#### Entries shown
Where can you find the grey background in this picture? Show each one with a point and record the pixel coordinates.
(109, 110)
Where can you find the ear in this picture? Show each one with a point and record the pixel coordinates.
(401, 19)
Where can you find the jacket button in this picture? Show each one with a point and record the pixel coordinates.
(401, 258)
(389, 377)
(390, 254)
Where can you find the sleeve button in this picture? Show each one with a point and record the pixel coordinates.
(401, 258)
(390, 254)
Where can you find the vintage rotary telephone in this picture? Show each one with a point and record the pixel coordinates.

#### Job
Copy out the data again, putting "x and y coordinates" wherever "pixel coordinates" appears and keeping every other word the same.

#### Correct result
Where can you find the grey background in this picture? Show each one with a point and record the x and y coordinates.
(109, 110)
Where can you find the ear in this picture? Show each one with a point and record the x and y coordinates.
(401, 19)
Where can you find the jacket button in this picture? Show each one with a point and record the x and y coordinates.
(401, 258)
(389, 377)
(390, 254)
Where can you find the sleeve button in this picture? Show each one with a point and record the x and y coordinates.
(401, 258)
(390, 254)
Where can you find the vintage rotary telephone in this picture? Show each one with a point and record the x and y coordinates.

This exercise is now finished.